■ Try it
The entries are to be duplicated exactly, with nothing left out.

Natural-language object grounding data:
━━━━━━━━

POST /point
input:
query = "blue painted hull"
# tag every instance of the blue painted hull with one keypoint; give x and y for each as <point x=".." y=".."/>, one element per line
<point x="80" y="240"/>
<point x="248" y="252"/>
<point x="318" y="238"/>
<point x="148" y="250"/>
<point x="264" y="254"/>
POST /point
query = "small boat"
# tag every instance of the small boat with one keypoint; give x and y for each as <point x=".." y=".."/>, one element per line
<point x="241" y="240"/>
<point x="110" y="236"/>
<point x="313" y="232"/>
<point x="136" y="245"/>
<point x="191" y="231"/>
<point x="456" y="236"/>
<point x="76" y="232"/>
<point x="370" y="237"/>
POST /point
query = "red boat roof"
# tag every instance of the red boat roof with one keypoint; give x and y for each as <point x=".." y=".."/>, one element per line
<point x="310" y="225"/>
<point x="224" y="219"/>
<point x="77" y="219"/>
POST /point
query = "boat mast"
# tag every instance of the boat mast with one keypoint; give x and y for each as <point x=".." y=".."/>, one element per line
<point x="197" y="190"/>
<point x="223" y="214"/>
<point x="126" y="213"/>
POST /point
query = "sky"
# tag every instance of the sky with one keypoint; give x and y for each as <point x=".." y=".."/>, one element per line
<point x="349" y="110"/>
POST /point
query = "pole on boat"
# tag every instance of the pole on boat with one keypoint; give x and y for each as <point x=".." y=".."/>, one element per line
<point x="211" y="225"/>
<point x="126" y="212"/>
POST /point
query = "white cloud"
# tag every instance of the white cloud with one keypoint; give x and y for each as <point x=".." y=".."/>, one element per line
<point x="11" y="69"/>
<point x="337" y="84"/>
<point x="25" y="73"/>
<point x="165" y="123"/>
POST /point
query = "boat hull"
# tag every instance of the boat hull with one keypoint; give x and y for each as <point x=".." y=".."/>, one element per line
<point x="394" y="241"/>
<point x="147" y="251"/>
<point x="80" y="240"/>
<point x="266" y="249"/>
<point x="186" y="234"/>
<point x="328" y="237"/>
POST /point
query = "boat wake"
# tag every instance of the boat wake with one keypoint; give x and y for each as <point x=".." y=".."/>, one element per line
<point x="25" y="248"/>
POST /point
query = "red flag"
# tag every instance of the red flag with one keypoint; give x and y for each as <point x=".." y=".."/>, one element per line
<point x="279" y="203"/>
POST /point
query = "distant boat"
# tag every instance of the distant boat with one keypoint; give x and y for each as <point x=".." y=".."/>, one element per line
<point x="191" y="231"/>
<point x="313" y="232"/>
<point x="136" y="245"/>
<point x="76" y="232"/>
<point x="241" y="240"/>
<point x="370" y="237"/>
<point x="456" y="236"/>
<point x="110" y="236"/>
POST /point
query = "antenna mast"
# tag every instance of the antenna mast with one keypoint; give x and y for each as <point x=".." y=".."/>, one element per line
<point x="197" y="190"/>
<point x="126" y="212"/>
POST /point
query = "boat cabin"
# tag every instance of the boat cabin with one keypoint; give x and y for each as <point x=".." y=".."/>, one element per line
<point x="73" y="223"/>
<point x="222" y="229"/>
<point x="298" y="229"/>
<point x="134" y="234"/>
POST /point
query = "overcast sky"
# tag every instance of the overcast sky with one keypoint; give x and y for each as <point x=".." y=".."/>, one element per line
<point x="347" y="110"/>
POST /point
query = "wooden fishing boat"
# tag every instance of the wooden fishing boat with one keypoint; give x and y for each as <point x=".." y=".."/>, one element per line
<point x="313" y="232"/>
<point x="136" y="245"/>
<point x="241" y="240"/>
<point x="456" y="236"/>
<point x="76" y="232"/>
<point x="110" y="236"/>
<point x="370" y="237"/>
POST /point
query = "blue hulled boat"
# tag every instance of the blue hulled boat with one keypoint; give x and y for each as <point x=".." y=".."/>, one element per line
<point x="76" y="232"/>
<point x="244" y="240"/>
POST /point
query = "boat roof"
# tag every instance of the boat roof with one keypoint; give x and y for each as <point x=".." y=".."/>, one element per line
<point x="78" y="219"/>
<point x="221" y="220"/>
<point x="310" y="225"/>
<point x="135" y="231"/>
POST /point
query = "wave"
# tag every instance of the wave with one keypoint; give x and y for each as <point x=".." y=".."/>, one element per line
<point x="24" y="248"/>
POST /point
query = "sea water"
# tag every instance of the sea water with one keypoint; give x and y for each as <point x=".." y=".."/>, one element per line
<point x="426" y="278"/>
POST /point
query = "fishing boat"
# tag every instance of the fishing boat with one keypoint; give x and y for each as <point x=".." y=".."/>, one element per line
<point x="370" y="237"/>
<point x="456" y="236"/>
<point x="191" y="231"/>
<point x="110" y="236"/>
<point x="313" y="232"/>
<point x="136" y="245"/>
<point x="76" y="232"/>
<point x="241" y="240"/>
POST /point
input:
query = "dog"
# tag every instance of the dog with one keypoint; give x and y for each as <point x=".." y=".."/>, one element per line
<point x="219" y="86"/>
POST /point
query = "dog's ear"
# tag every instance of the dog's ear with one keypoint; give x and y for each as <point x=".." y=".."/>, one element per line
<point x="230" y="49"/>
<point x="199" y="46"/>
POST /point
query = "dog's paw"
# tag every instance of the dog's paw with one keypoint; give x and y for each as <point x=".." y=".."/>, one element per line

━━━━━━━━

■ Response area
POST /point
input:
query = "blue painted hull"
# tag every instance of the blue painted hull with one keypoint; give x and y for each as <point x=".." y=".."/>, one element per line
<point x="80" y="240"/>
<point x="248" y="252"/>
<point x="318" y="238"/>
<point x="148" y="250"/>
<point x="264" y="254"/>
POST /point
query = "small boat"
# tag every instance of the small boat with one keypoint; give x and y for each as <point x=".." y=".."/>, one element per line
<point x="241" y="240"/>
<point x="110" y="236"/>
<point x="313" y="232"/>
<point x="136" y="245"/>
<point x="191" y="231"/>
<point x="456" y="236"/>
<point x="76" y="232"/>
<point x="370" y="237"/>
POST /point
query = "red boat roof"
# tag every instance of the red boat roof with one keypoint; give x and y for each as <point x=".." y=".."/>, one element per line
<point x="310" y="225"/>
<point x="224" y="219"/>
<point x="77" y="219"/>
POST /point
query = "boat mast"
# tag every instance of the boat mast with one keypoint; give x and y for each as <point x=".." y=".."/>, one element per line
<point x="197" y="190"/>
<point x="223" y="214"/>
<point x="126" y="213"/>
POST /point
query = "sky"
# tag every instance of the sky with one keypoint; give x and y for each as <point x=".." y=".."/>, one element per line
<point x="349" y="110"/>
POST /point
query = "pole on boat"
# tag every instance of the pole on boat with one keypoint; give x and y for each as <point x=".." y=".."/>, one element per line
<point x="211" y="225"/>
<point x="126" y="212"/>
POST /point
query = "white cloud"
# tag every instance of the white cloud with one keypoint; give x and y for each as <point x=".." y=".."/>, one element per line
<point x="11" y="69"/>
<point x="337" y="84"/>
<point x="25" y="73"/>
<point x="165" y="123"/>
POST /point
query = "boat hull"
# tag every instance of the boat hull with one keypoint; give x and y for each as <point x=".." y=".."/>, one element per line
<point x="394" y="241"/>
<point x="147" y="251"/>
<point x="80" y="240"/>
<point x="266" y="249"/>
<point x="186" y="234"/>
<point x="328" y="237"/>
POST /point
query = "boat wake"
# tag every instance of the boat wake with one keypoint; give x and y for each as <point x=".." y=".."/>, one element per line
<point x="25" y="248"/>
POST /point
query = "red flag"
# tag every instance of the red flag with one keypoint; give x and y for each as <point x=".." y=".."/>, one element per line
<point x="279" y="203"/>
POST /point
query = "distant boat"
# tag every instance of the distant boat with one keypoint; give x and y for each as <point x=".." y=".."/>, one element per line
<point x="191" y="231"/>
<point x="313" y="232"/>
<point x="136" y="245"/>
<point x="76" y="232"/>
<point x="241" y="240"/>
<point x="370" y="237"/>
<point x="456" y="236"/>
<point x="110" y="236"/>
POST /point
query = "antenna mast"
# tag every instance of the antenna mast with one keypoint; give x and y for each as <point x=".." y=".."/>, one element per line
<point x="197" y="190"/>
<point x="126" y="212"/>
POST /point
query = "boat cabin"
# tag every instance of the boat cabin with one keypoint; give x and y for each as <point x=".." y=".."/>, one element per line
<point x="73" y="223"/>
<point x="222" y="229"/>
<point x="298" y="229"/>
<point x="134" y="234"/>
POST /point
query = "overcast sky"
# tag every instance of the overcast sky with one keypoint; give x and y for each as <point x=".." y=".."/>, one element per line
<point x="347" y="110"/>
POST /point
query = "wooden fishing boat"
# tag every instance of the wooden fishing boat with one keypoint; give x and y for each as <point x=".." y=".."/>, one element per line
<point x="313" y="232"/>
<point x="136" y="245"/>
<point x="241" y="240"/>
<point x="456" y="236"/>
<point x="76" y="232"/>
<point x="110" y="236"/>
<point x="370" y="237"/>
POST /point
query = "blue hulled boat"
# tag every instance of the blue hulled boat with one keypoint; give x and y for each as <point x=".." y=".."/>, one element per line
<point x="76" y="232"/>
<point x="244" y="240"/>
POST /point
query = "boat roof"
# tag every instance of the boat roof with one keypoint; give x and y for each as <point x=".." y=".."/>, one element per line
<point x="78" y="219"/>
<point x="221" y="220"/>
<point x="310" y="225"/>
<point x="135" y="231"/>
POST /point
query = "wave"
# tag every instance of the wave with one keypoint; give x and y for each as <point x=".." y=".."/>, one element per line
<point x="24" y="248"/>
POST /point
query = "sea water"
# tag every instance of the sea water with one keypoint; give x and y for each as <point x=".." y=".."/>, one element per line
<point x="426" y="278"/>
POST /point
query = "fishing boat"
# tag every instance of the fishing boat with one keypoint; give x and y for each as <point x=".." y=".."/>, one element per line
<point x="370" y="237"/>
<point x="456" y="236"/>
<point x="191" y="231"/>
<point x="110" y="236"/>
<point x="313" y="232"/>
<point x="136" y="245"/>
<point x="76" y="232"/>
<point x="241" y="240"/>
POST /point
input:
query = "dog"
# tag every instance of the dog with one keypoint; give x and y for each as <point x=".." y=".."/>, one element per line
<point x="219" y="86"/>
POST /point
query = "dog's ear"
# tag every instance of the dog's ear with one keypoint; give x and y for each as <point x=".." y=".."/>, one element per line
<point x="230" y="49"/>
<point x="199" y="46"/>
POST /point
query = "dog's paw"
# tag every instance of the dog's paw with one keypoint; give x and y for each as <point x=".." y=".."/>, one element per line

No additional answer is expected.